(Data for this exercise)

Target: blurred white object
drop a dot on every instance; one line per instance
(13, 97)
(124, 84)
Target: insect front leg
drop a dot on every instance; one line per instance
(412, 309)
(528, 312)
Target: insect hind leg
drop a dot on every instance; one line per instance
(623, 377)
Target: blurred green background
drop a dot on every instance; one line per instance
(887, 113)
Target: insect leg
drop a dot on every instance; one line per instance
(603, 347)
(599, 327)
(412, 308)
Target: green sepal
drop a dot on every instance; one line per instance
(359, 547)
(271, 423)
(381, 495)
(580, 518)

(End Data for this exercise)
(Data for this exercise)

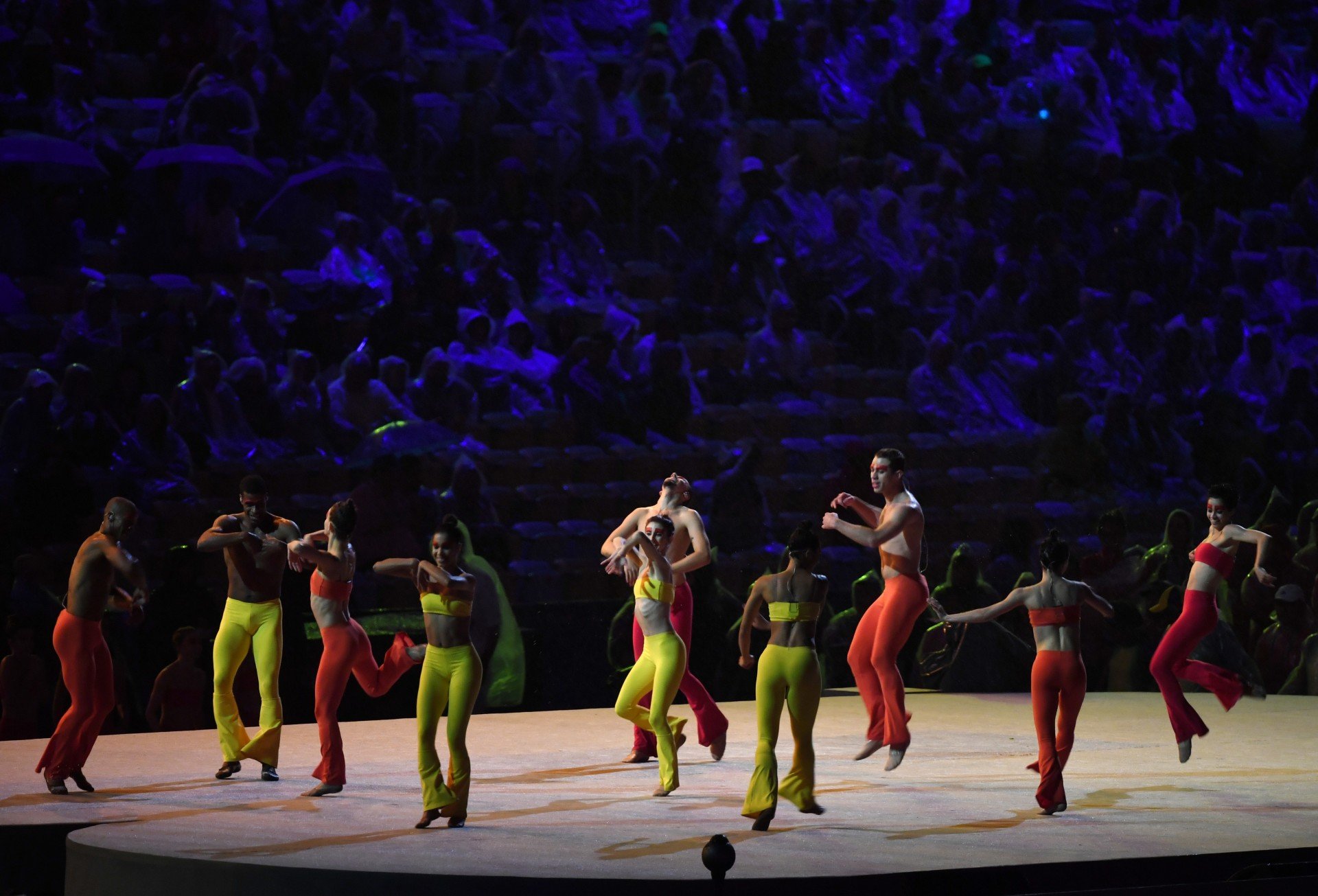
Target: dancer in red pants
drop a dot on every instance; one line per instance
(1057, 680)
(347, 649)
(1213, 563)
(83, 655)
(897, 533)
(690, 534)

(End Data for this exercise)

- **Task goal**: Give the count, and only the count, of lines in these records that hold the string "insect".

- **Written solution**: 3